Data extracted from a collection

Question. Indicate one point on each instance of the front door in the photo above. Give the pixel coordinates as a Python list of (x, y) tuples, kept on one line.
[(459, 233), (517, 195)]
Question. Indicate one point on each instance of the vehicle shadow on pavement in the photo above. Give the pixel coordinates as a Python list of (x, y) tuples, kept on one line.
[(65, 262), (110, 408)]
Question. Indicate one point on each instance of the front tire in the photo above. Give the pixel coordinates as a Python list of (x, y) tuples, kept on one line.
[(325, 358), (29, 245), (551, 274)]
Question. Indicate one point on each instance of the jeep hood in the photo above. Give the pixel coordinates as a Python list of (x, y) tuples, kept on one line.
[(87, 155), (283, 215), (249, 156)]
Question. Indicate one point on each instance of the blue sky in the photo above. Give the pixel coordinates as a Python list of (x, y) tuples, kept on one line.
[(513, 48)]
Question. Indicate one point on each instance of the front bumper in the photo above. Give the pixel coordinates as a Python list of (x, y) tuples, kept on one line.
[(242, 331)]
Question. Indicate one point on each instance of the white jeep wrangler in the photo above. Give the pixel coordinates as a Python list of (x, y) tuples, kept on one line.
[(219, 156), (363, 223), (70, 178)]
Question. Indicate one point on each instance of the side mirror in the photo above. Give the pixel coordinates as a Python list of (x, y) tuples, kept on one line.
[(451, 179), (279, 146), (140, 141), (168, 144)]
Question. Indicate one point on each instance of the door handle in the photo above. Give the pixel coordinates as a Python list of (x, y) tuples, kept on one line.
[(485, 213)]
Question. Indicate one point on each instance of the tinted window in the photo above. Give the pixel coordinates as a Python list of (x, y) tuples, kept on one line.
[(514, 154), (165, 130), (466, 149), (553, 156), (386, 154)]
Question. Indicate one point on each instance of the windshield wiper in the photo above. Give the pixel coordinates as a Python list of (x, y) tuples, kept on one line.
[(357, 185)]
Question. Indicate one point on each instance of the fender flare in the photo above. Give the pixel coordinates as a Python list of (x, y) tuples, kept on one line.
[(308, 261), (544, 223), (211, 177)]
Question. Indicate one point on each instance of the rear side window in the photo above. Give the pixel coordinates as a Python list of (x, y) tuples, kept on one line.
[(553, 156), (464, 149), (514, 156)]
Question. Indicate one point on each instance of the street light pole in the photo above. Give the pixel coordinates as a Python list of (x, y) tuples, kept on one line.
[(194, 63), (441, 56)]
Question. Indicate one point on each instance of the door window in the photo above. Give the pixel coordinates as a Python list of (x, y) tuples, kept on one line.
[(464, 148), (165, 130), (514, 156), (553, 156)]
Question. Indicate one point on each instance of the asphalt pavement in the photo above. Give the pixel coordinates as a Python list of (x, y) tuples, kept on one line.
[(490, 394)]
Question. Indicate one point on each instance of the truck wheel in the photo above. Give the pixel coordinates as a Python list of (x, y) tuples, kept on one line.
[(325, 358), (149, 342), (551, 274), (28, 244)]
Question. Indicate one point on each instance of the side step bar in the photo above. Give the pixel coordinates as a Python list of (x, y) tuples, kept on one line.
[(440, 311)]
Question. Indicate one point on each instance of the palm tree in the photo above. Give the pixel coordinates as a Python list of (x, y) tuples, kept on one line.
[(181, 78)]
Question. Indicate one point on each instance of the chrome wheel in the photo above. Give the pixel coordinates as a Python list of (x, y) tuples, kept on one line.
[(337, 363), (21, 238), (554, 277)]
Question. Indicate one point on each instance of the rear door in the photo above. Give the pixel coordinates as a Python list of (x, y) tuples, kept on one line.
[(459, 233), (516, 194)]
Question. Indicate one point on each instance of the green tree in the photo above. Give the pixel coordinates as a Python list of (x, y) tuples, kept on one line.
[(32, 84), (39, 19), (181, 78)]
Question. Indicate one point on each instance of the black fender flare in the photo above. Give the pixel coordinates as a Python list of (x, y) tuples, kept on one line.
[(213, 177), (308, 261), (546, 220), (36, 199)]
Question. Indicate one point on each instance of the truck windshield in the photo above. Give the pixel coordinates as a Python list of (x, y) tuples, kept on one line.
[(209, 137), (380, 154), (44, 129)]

__STATED TASK__
Can you rewrite the data above with every "Indicate" swapped for "Mark" and nothing else changed?

__FULL ANSWER__
Question. Mark one point on each instance of the front door in the photo above. Give the pixel coordinates as a Python list of (x, y) tuples, kept on one line.
[(459, 233), (517, 195)]
Question. Mark one point on each instance of the vehicle shadow on pavement in the photo above. Give the pixel coordinates as a Python list of (x, y) tuples, kept on one line.
[(65, 262), (110, 408)]
Question. Mark one point on each instance of the front tire in the photo above. Give the pixel coordinates as a Python list of (x, y) tuples, kept on one line.
[(325, 358), (29, 245), (551, 274)]
Question. Mark one point on each instance of the jeep hood in the photo above. Give the pixel coordinates as a Python list of (x, y) tuples, kept on one line.
[(87, 155), (283, 215), (249, 156)]
Question. Mark one point on each instance of the blue sky in the photo above. Give the pixel coordinates as a Python list of (x, y) tuples, kept on one line.
[(513, 48)]
Question. Mark one point on each instance of the front bumper in the photo above. Give the pixel coordinates as a Python list of (x, y) tuples, kept on one line.
[(242, 331)]
Question. Mark one point on each instance of the white jeep wrangler in the photo above. Give the pixel coordinates as a Python list of (x, y) tuples, kept on one line.
[(219, 156), (363, 223), (70, 178)]
Question. Mark one point on each instance of the side mirror in the photo above. Give the pixel coordinates as a Python list of (x, y) tuples, kept on one line.
[(451, 179), (279, 146), (140, 141), (168, 144)]
Question. Mark one point on each instance of the door handle in the photo above. Give the pixel coordinates as a Python list of (x, y) tuples, kept on one line.
[(485, 213)]
Question. Mark one point on each instance of the tinted window in the photo above. Give the pixel coordinates as a Python list of (x, y) tuples, kept on one line.
[(514, 154), (165, 130), (466, 149), (553, 156), (386, 154)]
Question. Mark one point on each instance of the windshield wiper in the photo above. Give the pixel coordinates as a Python list of (x, y) tuples, kept on one line.
[(357, 185)]
Question. Mark one point on each instance of the fender flare in the photo above. Give the pixel coordinates as a Python list of (x, y) tuples, kept on one line.
[(308, 261), (544, 223), (211, 177)]
Question. Mark one point on each instance of the rear side window in the photo above. Give the pixel coordinates as a Python list of (x, y) tuples, kept on one line.
[(553, 156), (464, 149), (514, 156)]
Question. Mark one point on each instance of the street light pole in the photo above. Give the pixel coordinates as a Python list of (x, y) tuples, kept on one line.
[(194, 63), (441, 56)]
Question. Mark one point on each instance of the door window in the photo above. Give the pixel coordinates as a Python list of (x, y) tuples, kept on one line.
[(464, 148), (165, 130), (514, 156), (553, 156)]
Question. Mark one point on each instance of the asphalt pavement in the photo above. Give the pixel coordinates as a Python list of (x, y) tuples, kept on one line.
[(490, 394)]
Question. Mark one point on each instance of the truck wheel in the photo above. Give the pixel coordinates as a Python list of (x, y) tuples, kept on one line.
[(325, 358), (149, 342), (551, 274), (28, 244)]
Question. Mark one point on each instance of the side step bar in the photo above. Give the pixel coordinates as a Python list of (x, y) tuples, kept on one line.
[(440, 311)]
Question. Mark one point on each instance of the palm tree in the photo above. Give the pixel coordinates as a Python list of (x, y) tuples, kept on one line.
[(181, 78)]
Question. Mark one point on each instance of the chrome wheel in the photo above. Give the pixel coordinates as a Python list of (x, y) tuples, kept on one line.
[(337, 363), (21, 238), (554, 277)]
Question. Mark one point on each instance of the rear door in the photo above. Give the pixel coordinates as a Python list of (x, y) tuples, kept on one line.
[(459, 233), (516, 194)]
Question. Mark one point on each instance of the green tree in the photo above. Give the pixel coordinates as a Python list of (x, y) tuples, kept on one line.
[(32, 84), (39, 19), (181, 78)]
Question. Mark one point on each instance of the black fender flare in the photo above. Give the pixel coordinates as a Python list of (x, y) tuples, kept on one line.
[(213, 177), (308, 261), (546, 220), (36, 199)]
Question. Mark one point on each instance of the truck windshield in the photo above. Give the pixel coordinates as a Python list of (x, y) tuples, kept on one line.
[(209, 137), (380, 154), (44, 129)]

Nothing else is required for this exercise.